Return each of the following records word for word, with nothing changed.

# start of Raw records

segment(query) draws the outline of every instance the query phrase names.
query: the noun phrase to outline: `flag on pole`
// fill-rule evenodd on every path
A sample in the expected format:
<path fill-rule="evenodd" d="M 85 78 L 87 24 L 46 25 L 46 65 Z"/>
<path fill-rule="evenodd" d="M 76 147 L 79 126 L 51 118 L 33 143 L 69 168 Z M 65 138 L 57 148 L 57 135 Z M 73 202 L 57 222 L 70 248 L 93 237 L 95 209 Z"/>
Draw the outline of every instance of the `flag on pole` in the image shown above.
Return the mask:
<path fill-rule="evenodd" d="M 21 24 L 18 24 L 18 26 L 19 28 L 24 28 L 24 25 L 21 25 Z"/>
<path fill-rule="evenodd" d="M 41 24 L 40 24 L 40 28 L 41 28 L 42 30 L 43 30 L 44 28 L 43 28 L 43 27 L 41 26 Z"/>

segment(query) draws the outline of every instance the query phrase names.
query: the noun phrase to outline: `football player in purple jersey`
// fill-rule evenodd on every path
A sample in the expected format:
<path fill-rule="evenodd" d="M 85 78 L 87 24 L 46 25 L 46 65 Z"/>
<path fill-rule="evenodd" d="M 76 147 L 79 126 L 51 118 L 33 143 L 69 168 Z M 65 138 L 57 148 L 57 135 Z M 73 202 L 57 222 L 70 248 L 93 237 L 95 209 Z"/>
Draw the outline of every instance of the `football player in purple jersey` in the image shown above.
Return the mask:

# end of Raw records

Reply to the task>
segment(query) draws the outline of every instance the query phrase names.
query: the noun phrase to outline: `flag on pole`
// fill-rule evenodd on every path
A sample in the expected format:
<path fill-rule="evenodd" d="M 85 78 L 87 24 L 46 25 L 46 65 Z"/>
<path fill-rule="evenodd" d="M 76 147 L 79 126 L 51 118 L 33 143 L 69 168 Z M 65 138 L 57 148 L 57 135 Z M 73 202 L 57 222 L 70 248 L 93 237 L 95 209 Z"/>
Draw the outline of every instance of the `flag on pole` in the image shown above.
Return the mask:
<path fill-rule="evenodd" d="M 21 24 L 18 24 L 18 26 L 19 28 L 24 28 L 24 25 L 21 25 Z"/>
<path fill-rule="evenodd" d="M 41 24 L 40 24 L 40 28 L 41 28 L 42 30 L 43 30 L 44 28 L 43 28 L 43 27 L 41 26 Z"/>

segment(query) draws the outline of every instance the query phrase names.
query: the noun phrase to outline: `football player in purple jersey`
// fill-rule evenodd on every path
A sample in the expected format:
<path fill-rule="evenodd" d="M 85 78 L 87 24 L 46 25 L 46 65 Z"/>
<path fill-rule="evenodd" d="M 76 147 L 79 126 L 51 118 L 33 143 L 69 168 Z M 65 138 L 57 148 L 57 135 Z M 73 202 L 57 222 L 70 248 L 93 237 L 95 209 Z"/>
Draw the outline of every instance of the `football player in purple jersey` in the image shown above.
Return the mask:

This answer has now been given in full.